[Source records]

BEGIN

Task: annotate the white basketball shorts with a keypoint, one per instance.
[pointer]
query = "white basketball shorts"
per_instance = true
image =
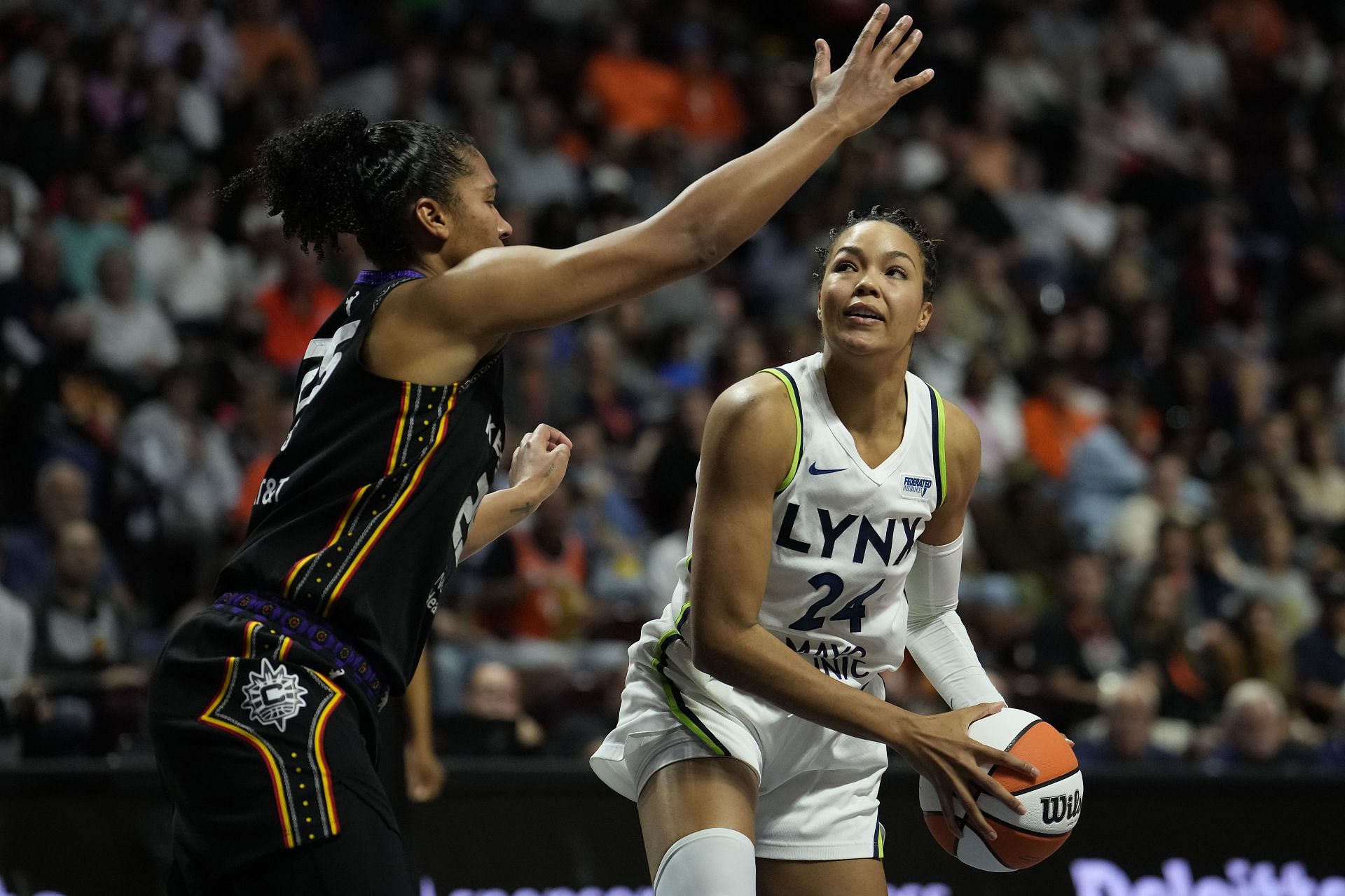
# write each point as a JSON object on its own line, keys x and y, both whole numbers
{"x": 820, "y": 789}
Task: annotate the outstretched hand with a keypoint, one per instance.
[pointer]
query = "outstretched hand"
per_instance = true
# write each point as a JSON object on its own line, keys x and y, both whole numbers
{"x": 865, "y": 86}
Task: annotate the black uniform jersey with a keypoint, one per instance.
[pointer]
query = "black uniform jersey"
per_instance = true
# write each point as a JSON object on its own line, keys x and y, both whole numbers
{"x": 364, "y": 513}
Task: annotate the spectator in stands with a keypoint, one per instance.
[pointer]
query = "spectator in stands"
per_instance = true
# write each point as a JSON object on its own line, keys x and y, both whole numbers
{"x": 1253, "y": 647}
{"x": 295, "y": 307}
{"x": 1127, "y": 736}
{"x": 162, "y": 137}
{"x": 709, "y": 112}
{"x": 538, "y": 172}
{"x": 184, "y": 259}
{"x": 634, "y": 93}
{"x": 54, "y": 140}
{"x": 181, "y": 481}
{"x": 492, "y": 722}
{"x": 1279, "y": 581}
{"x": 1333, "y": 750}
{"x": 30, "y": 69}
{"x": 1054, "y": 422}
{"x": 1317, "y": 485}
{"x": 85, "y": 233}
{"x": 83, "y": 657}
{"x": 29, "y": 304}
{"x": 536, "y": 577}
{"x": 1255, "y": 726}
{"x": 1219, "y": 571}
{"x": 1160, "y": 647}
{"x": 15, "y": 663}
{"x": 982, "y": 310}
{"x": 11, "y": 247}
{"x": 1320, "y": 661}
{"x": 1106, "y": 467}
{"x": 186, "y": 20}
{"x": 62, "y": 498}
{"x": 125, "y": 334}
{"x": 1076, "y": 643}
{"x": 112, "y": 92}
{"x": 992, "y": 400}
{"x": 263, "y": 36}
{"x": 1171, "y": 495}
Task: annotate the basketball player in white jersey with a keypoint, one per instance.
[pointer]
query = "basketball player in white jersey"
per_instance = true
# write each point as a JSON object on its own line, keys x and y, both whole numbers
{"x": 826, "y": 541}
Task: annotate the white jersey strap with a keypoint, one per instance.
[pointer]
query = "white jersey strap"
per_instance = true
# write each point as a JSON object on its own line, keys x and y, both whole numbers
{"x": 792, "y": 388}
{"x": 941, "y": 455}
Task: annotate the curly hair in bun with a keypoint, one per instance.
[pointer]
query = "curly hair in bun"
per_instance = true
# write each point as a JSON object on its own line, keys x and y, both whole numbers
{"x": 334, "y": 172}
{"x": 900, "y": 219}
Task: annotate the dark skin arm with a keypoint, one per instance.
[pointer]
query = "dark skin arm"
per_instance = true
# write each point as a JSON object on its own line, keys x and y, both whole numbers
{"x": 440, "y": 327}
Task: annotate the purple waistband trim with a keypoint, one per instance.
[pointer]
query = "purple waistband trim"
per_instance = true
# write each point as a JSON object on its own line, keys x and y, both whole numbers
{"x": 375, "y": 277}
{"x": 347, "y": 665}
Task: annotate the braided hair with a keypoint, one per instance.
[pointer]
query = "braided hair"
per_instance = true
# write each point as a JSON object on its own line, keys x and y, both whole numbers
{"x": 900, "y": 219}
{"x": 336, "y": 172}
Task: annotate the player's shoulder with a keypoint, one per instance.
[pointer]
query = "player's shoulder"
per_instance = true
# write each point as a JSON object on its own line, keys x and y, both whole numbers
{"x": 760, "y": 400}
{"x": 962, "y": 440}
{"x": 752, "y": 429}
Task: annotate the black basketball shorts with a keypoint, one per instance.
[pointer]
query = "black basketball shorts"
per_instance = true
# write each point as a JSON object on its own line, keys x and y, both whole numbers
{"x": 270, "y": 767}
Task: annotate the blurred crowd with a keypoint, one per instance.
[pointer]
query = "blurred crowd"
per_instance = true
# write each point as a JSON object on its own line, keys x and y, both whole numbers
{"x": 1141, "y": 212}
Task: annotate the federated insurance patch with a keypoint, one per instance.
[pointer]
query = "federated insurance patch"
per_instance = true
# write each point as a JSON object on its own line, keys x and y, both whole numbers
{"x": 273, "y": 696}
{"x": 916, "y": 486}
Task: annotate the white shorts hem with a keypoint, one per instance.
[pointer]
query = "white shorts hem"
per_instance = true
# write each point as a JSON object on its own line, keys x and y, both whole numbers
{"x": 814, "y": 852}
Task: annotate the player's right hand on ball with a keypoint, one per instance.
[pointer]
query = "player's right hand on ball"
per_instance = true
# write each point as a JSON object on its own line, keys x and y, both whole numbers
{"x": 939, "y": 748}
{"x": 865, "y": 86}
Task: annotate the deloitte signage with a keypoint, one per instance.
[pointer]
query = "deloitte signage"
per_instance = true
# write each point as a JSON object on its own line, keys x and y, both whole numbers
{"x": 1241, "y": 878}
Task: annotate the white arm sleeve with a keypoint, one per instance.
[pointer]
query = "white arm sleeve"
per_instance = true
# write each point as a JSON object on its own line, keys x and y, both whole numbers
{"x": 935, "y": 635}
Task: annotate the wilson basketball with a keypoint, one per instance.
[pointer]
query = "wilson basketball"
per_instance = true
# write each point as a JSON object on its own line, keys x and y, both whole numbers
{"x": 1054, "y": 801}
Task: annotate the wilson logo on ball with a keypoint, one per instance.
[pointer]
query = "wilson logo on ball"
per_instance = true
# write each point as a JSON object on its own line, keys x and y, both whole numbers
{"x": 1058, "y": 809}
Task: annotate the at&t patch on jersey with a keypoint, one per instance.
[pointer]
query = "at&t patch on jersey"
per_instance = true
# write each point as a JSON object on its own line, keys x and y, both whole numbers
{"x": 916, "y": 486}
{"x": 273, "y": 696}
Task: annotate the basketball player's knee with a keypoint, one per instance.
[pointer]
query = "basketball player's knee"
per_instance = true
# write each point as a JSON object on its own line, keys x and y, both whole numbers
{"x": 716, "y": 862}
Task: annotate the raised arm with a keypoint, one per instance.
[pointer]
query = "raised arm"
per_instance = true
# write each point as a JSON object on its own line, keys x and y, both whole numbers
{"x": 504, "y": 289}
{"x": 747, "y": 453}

END

__Directions for this task__: What you output should match the records line for line, minus the pictures.

__Written response__:
Task: annotate the white basketball shorts with a keypoint, one per instance.
[pointer]
query = "white basketball shorts"
per_instance = true
image =
# write each point as a JSON object on its own line, keys x and y, both whole numbers
{"x": 820, "y": 789}
Task: annotate the outstretched hand with a keypoint, one per instance.
[pointer]
query = "outstretched hand"
per_instance = true
# write each point as a JSON object on its own line, keys x and y, both whole numbers
{"x": 865, "y": 86}
Task: annotate the black uniform jersey with a keypoint, one per instance.
[pointer]
query = "black uniform jersey"
per_instance = true
# write each point as a JSON object on its own line, keys x and y, both whole numbers
{"x": 364, "y": 513}
Task: annotate the spectator in stands with a keypoint, one per instance.
[pointer]
query = "spectator in stands"
per_instance = true
# write each point as a JSON object on its own line, keys x and y, both whole numbers
{"x": 1253, "y": 647}
{"x": 295, "y": 307}
{"x": 1127, "y": 736}
{"x": 162, "y": 137}
{"x": 709, "y": 112}
{"x": 538, "y": 172}
{"x": 184, "y": 259}
{"x": 634, "y": 93}
{"x": 54, "y": 140}
{"x": 181, "y": 481}
{"x": 492, "y": 722}
{"x": 1279, "y": 581}
{"x": 1333, "y": 750}
{"x": 30, "y": 69}
{"x": 1054, "y": 422}
{"x": 1317, "y": 485}
{"x": 85, "y": 233}
{"x": 83, "y": 657}
{"x": 29, "y": 304}
{"x": 536, "y": 577}
{"x": 1255, "y": 726}
{"x": 1219, "y": 571}
{"x": 1160, "y": 647}
{"x": 15, "y": 663}
{"x": 982, "y": 310}
{"x": 11, "y": 247}
{"x": 1320, "y": 661}
{"x": 1106, "y": 467}
{"x": 186, "y": 20}
{"x": 62, "y": 498}
{"x": 125, "y": 334}
{"x": 1076, "y": 643}
{"x": 112, "y": 92}
{"x": 992, "y": 400}
{"x": 263, "y": 36}
{"x": 1171, "y": 495}
Task: annotate the basketball player in white jersey with a keypoint, one per instance.
[pointer]
query = "basketball player in white jersey"
per_instance = true
# write each point as a JSON object on its own line, keys x and y, both whole numbers
{"x": 826, "y": 541}
Task: annotate the white jersey strap with a keypoint, one per instance.
[pointer]
query = "white jersey strap"
per_instance = true
# write each point as a JSON object on its own line, keys x and y, both whole numbers
{"x": 792, "y": 388}
{"x": 941, "y": 455}
Task: annotate the curly hair in bun with a keypoint, one per instance.
[pointer]
query = "curly hair in bun"
per_instance = true
# write each point as a JSON object on its own line, keys x and y, both whole numbers
{"x": 334, "y": 172}
{"x": 900, "y": 219}
Task: annotate the dark skin arm with a keypoint, one per instance.
[pointer]
query = "dark skin arm"
per_instance = true
# write each point as a JSON object on its own line, keys x and y, both whole numbers
{"x": 440, "y": 327}
Task: annotate the purple waistband trim with a keypoint, one per instance.
[pointer]
query = "purple waistband trim"
per_instance = true
# write each point as a JSON object on its own line, keys x and y, both whole numbers
{"x": 375, "y": 277}
{"x": 347, "y": 665}
Task: annotate the braided hair with a keypoint, one per instance.
[pointer]
query = "braided hair"
per_instance = true
# write each point as a JSON object on its own line, keys x and y, both whole numbers
{"x": 900, "y": 219}
{"x": 336, "y": 172}
Task: annotate the player's shoulder with a keypoint, one per instance.
[pointer]
query = "player's shoulder"
per_instance = true
# write each point as a JSON object on its own line, keys x and y, both whole numbers
{"x": 760, "y": 400}
{"x": 962, "y": 440}
{"x": 752, "y": 429}
Task: annotate the black basketball shorts with a keypoint, one per instance.
[pointer]
query = "black basketball shorts"
per_instance = true
# write each point as a JSON object on its own line, keys x and y, both whole numbers
{"x": 270, "y": 767}
Task: annotate the blurred crowd with a keypoint, one per instance.
[pointer]
query = "blurred crowd"
per_instance = true
# write each point as a JSON object on its own line, keys x and y, both whole numbers
{"x": 1141, "y": 212}
Task: annotate the federated insurance patch with a keypoint, one per instance.
[pointer]
query = "federated insurance patch"
per_instance = true
# write each point as a JSON object on its own line, keys x and y, both whole numbers
{"x": 273, "y": 696}
{"x": 916, "y": 486}
Task: annotate the white shorts hem with a keypoint, one per instance.
[pointer]
query = "white shorts hem"
per_instance = true
# write each point as a JSON object on its own line, keys x and y, both whole numbers
{"x": 814, "y": 852}
Task: annotate the player's right hand on ball with a keypoint, one per instance.
[pointer]
query = "player's right hand on ball"
per_instance = true
# write each point as a JSON object on its own line, keys x and y, both whole numbers
{"x": 939, "y": 748}
{"x": 865, "y": 86}
Task: annotate the deloitte signage with a keypoint, one per instance.
[pointer]
query = "deloitte signage"
per_instance = true
# write each point as a JSON object on its own line, keys x and y, both whole numbers
{"x": 1241, "y": 878}
Task: annotate the white arm sleeve with a keypoint, one per instance.
[pointer]
query = "white arm sleeve"
per_instance = true
# write each point as a JSON object on its own line, keys x and y, both whole numbers
{"x": 935, "y": 635}
Task: annotate the wilson basketball with a keypoint, one per instance.
[pointer]
query = "wilson basketball"
per_instance = true
# write each point as a JSON object on its own line, keys x and y, both whole numbers
{"x": 1054, "y": 801}
Task: annotate the wilson logo on ball with a keypoint, one per instance.
[pointer]
query = "wilson logo on ball"
per_instance = true
# write each point as a JSON object on its own line, keys x and y, both whole numbers
{"x": 1058, "y": 809}
Task: annotate the at&t patch on jersey with a keypoint, one per instance.
[pointer]
query = "at&t patch on jersey"
per_instance = true
# write each point as a JSON object on its own line, keys x and y, both whole numbers
{"x": 916, "y": 486}
{"x": 273, "y": 696}
Task: annotate the basketball player's knee with a keypoint, one per instance.
[pointer]
query = "basketball player's knee"
per_instance = true
# write each point as a JSON object on its own line, keys x and y, both whole numbers
{"x": 716, "y": 862}
Task: annotate the raised arm with a keypoint, one per instance.
[pointer]
query = "raised arm"
per_instance = true
# write each point as a JSON object on its own line, keys x and y, both whole numbers
{"x": 504, "y": 289}
{"x": 747, "y": 453}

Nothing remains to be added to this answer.